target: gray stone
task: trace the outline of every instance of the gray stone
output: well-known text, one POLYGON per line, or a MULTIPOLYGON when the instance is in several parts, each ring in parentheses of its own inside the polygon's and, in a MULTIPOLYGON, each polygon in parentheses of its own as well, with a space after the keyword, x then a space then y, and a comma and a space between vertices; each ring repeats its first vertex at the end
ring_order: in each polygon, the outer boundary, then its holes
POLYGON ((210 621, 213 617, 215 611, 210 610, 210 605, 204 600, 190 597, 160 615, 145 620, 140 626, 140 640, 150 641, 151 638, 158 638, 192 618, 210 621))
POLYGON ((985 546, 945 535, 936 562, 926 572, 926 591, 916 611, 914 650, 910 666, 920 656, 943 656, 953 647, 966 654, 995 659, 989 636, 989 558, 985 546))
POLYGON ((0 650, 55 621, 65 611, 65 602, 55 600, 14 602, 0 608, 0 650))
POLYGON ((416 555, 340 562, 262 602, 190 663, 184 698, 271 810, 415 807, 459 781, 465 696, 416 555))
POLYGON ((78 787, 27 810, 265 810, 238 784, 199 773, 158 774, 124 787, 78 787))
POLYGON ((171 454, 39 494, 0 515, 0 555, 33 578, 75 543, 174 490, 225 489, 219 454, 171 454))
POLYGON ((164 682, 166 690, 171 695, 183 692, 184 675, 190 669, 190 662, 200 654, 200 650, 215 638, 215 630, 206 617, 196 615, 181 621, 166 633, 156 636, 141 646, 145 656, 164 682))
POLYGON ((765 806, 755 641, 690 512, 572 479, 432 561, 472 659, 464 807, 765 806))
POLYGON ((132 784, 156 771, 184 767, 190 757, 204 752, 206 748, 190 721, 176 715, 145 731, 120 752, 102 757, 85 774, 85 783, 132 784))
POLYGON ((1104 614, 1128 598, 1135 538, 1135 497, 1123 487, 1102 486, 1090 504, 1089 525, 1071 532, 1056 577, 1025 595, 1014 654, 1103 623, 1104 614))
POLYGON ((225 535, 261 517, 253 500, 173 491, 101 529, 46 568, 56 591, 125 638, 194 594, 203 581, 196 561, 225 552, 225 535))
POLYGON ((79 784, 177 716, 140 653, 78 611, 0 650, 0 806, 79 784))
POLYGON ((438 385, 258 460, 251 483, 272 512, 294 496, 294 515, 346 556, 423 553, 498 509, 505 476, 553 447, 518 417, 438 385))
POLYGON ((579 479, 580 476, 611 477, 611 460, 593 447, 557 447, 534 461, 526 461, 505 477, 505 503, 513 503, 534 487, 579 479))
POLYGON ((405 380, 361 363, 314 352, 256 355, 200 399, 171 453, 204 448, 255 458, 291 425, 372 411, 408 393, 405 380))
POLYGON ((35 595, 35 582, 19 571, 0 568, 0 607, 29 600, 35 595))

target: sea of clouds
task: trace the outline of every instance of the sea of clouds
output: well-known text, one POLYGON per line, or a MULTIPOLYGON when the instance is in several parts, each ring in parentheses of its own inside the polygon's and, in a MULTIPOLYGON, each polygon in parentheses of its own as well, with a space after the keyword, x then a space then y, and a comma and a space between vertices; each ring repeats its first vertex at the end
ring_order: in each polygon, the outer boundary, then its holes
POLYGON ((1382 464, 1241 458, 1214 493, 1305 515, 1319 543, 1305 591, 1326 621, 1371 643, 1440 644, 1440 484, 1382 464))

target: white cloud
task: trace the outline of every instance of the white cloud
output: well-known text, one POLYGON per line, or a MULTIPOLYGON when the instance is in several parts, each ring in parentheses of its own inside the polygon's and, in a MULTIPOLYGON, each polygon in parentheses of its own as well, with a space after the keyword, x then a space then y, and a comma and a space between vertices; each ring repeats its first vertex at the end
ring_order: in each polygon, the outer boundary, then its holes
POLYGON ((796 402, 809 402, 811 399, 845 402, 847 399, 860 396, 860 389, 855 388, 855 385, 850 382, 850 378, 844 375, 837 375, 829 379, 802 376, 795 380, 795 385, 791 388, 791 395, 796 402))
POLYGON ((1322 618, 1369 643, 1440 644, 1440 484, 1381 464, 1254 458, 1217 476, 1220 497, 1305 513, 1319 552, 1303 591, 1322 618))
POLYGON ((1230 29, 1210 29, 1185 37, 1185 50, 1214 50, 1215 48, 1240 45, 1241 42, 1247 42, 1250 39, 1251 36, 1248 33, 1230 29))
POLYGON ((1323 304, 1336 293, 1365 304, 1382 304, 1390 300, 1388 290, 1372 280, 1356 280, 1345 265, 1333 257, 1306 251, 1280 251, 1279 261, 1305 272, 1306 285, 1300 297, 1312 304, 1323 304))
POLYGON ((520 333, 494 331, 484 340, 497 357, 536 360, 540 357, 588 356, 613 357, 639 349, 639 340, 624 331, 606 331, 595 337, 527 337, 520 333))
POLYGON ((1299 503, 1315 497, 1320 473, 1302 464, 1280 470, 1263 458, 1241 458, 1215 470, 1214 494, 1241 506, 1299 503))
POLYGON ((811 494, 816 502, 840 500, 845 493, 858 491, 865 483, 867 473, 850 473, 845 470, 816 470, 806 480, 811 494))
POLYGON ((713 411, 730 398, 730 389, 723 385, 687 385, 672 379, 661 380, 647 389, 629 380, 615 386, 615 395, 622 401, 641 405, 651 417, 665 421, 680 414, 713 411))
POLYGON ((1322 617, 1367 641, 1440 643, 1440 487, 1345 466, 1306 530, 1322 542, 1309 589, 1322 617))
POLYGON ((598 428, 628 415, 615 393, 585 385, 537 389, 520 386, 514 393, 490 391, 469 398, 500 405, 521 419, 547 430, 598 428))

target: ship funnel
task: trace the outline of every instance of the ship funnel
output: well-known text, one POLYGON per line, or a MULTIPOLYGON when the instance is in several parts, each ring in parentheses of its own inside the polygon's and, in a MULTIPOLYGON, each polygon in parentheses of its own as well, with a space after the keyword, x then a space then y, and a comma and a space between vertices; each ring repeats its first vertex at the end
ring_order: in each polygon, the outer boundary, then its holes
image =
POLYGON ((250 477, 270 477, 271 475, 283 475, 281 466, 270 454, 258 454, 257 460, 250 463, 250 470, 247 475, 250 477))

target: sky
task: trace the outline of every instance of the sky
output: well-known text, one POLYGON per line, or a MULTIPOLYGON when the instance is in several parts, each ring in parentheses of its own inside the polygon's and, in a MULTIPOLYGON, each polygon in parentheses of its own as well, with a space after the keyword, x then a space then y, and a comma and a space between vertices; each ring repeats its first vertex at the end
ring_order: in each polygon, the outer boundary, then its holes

Given exercise – Reproduce verbatim the lines of the entries from the very first line through the line containing "POLYGON ((78 787, 27", including that final line.

Final result –
target: gray stone
task: trace the outline of every instance of the gray stone
output: well-known text, one POLYGON per line, or a MULTIPOLYGON when the instance is in several parts, each ring in parentheses of its own inside the polygon's and, in a MULTIPOLYGON, each polygon in parentheses of its own as well, with a space after the keyword, x then a space then y, and a comma and a space between vertices; each ring repeats its first vertex at the end
ring_order: in each polygon, the outer boundary, then its holes
POLYGON ((210 621, 213 617, 215 611, 210 610, 210 605, 204 600, 190 597, 160 615, 145 620, 140 626, 140 640, 150 641, 151 638, 158 638, 192 618, 210 621))
POLYGON ((985 546, 945 535, 936 562, 926 572, 926 591, 916 611, 914 650, 910 666, 920 656, 943 656, 953 647, 966 654, 995 659, 989 636, 989 558, 985 546))
POLYGON ((0 650, 55 621, 65 611, 65 602, 55 600, 14 602, 0 608, 0 650))
POLYGON ((416 555, 340 562, 262 602, 190 663, 184 698, 271 810, 415 807, 459 781, 465 696, 416 555))
POLYGON ((78 787, 27 810, 265 810, 238 784, 199 773, 158 774, 124 787, 78 787))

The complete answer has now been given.